• _TEXT SEGMENT_:
::::

Does this look like enough ventilation? It has about 40 1/4" airholes. 

My A. reversum was NOT happy happy about being rehoused, she's exploring as I post though. The top layer of the sub is dry, but she's staying strictly to the walls, so maybe it's still too damp for her liking. If she doesn't come down after a day I'll put her back in her old tank and let this one dry out more.


----------



## pyro fiend (May 6, 2015)

Cavedweller said:


> First tank completed!
> 
> 
> 
> ...


It looks good tho i would let her stay they take weeks to adjust sometimes id leave her be the rehouse was for her good not yours xp

Reactions: Like 1


----------



## Cavedweller (May 6, 2015)

I wonder if she's so unhappy about the new tank because I'm trying a new sub? This is the first time I've used a topsoil/peat/cocofiber mix instead of just straight cocofiber.


----------



## pyro fiend (May 6, 2015)

Shell get over it lol again just my $0.02

Reactions: Like 1


----------



## Cavedweller (May 7, 2015)

I sent somebody step by step instructions on how to build one of these. Should I take some photos next time I make one and write up a little how-to?


----------



## viper69 (May 8, 2015)

I'd write and upload pics Cave, it looks quite nice!

Reactions: Like 1


----------



## DETHCHEEZ (May 9, 2015)

Cool...

Kind of happy I ran across this post
'Cause I've been debating between having a plexiglass / acrylic enclosures made like the vertical ones you see for arboreal Ts
But a horizontal one with the door on top
Or
Trying to do something like this with a med KK for my pede

Mind me asking about how much it cost you for supplies (piece of acrylic hinges glue etc...)

Looks nice & hope you spider ends up enjoying it

Reactions: Like 1


----------



## Cavedweller (May 10, 2015)

::::

• _STATED PROBLEM 1_: Retype the entries word for word, starting at the beginning of the entries and continuing through the line that contains "[0,151,1344,791]". Leave out the pictures.
The entries below the thread are not connected to the thread in any way.

::::

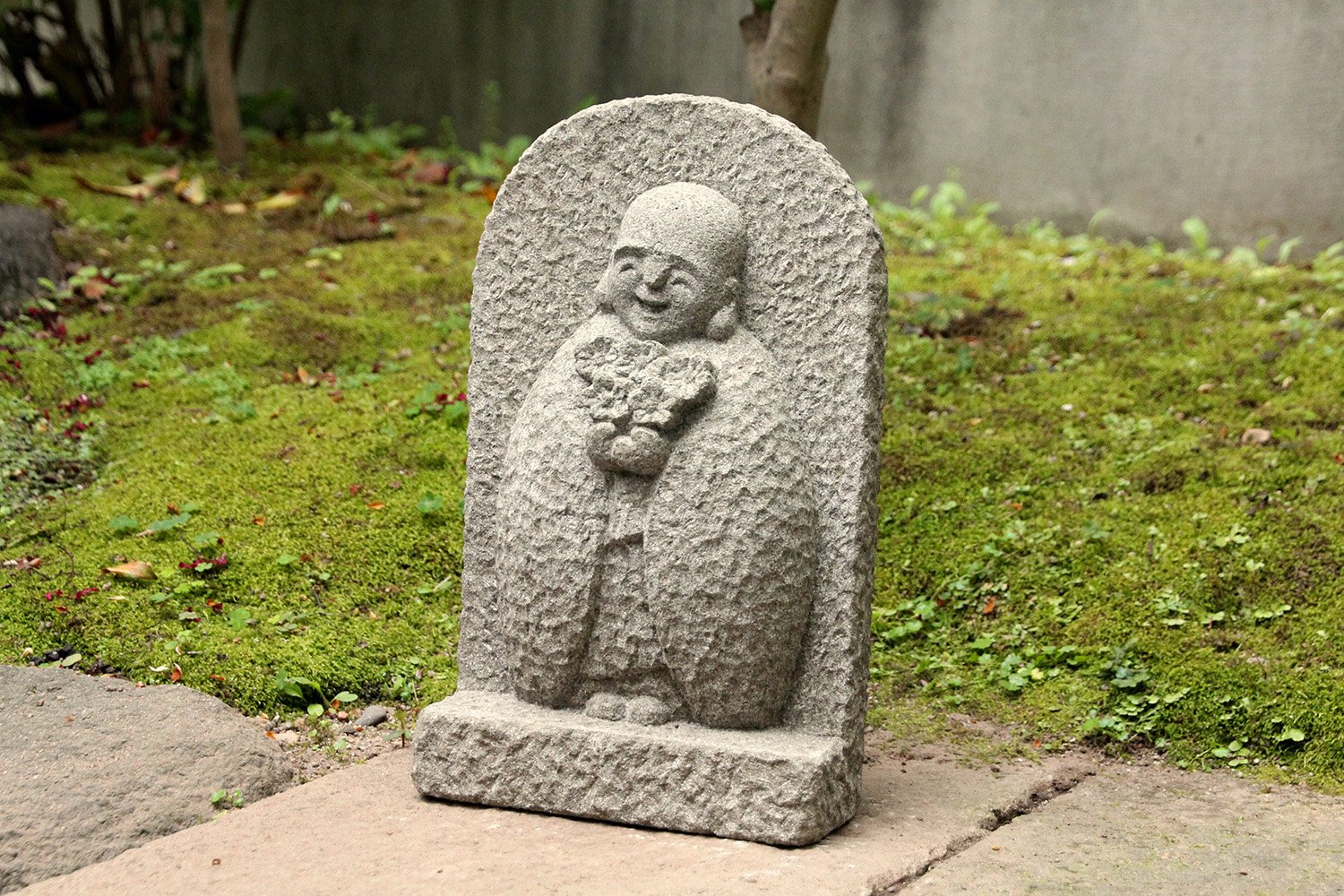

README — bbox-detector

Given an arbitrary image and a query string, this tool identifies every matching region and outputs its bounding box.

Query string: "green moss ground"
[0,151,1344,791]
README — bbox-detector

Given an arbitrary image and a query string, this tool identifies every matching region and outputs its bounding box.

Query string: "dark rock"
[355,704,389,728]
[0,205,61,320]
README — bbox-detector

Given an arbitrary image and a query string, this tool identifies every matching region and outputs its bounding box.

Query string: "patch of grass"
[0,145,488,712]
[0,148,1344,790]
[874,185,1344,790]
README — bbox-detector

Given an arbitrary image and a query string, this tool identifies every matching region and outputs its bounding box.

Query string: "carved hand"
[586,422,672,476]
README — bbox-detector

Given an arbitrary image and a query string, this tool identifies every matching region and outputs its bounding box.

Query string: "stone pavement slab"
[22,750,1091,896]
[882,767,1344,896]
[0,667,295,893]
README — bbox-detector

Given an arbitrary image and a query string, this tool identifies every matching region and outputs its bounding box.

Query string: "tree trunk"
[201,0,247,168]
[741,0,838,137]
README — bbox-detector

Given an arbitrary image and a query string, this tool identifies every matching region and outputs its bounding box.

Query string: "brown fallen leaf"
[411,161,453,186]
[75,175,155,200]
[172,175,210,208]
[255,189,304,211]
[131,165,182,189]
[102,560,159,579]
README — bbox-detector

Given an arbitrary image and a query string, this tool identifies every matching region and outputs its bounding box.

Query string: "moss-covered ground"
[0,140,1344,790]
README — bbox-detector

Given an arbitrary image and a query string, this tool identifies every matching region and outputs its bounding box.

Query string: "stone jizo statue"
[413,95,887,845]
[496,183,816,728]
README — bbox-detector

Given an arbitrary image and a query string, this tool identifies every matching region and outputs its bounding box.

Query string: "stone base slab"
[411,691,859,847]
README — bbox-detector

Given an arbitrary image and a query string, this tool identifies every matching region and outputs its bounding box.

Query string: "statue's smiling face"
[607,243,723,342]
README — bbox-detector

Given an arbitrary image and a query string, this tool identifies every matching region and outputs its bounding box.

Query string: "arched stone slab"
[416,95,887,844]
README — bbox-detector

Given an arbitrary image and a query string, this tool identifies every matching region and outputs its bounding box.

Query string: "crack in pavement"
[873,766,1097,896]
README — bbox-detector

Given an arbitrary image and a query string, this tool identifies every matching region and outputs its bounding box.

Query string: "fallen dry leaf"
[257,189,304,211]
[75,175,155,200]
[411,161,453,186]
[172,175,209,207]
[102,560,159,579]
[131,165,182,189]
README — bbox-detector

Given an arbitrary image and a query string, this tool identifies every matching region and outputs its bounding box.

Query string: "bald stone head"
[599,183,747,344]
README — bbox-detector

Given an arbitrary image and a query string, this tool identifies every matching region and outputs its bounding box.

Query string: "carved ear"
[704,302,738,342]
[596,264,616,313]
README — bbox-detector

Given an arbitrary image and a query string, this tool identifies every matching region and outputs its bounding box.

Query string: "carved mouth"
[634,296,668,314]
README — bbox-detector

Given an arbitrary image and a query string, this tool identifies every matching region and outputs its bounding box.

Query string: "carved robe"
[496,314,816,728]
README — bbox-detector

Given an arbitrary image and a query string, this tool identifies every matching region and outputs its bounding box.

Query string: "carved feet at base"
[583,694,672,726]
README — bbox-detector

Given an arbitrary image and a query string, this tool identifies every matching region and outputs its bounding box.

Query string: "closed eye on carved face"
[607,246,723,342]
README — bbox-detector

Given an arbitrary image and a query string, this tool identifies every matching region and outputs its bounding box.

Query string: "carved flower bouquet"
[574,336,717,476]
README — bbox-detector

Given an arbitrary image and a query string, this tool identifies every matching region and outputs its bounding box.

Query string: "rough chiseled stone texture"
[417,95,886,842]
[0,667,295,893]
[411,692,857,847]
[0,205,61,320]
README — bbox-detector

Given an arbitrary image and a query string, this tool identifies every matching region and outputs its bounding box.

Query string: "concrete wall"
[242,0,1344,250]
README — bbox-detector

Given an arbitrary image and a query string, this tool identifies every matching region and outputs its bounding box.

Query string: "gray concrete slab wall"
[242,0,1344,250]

::::

• _STATED PROBLEM 2_: From the forum thread about the new tank, echo the stretch from "Kind of happy" through "hinges glue etc...)" word for word.

• _WORKED ANSWER 1_:
README — bbox-detector

Given an arbitrary image and a query string, this tool identifies every matching region and outputs its bounding box.

Query string: "green moss ground"
[0,151,1344,791]

• _WORKED ANSWER 2_:
Kind of happy I ran across this post
'Cause I've been debating between having a plexiglass / acrylic enclosures made like the vertical ones you see for arboreal Ts
But a horizontal one with the door on top
Or
Trying to do something like this with a med KK for my pede

Mind me asking about how much it cost you for supplies (piece of acrylic hinges glue etc...)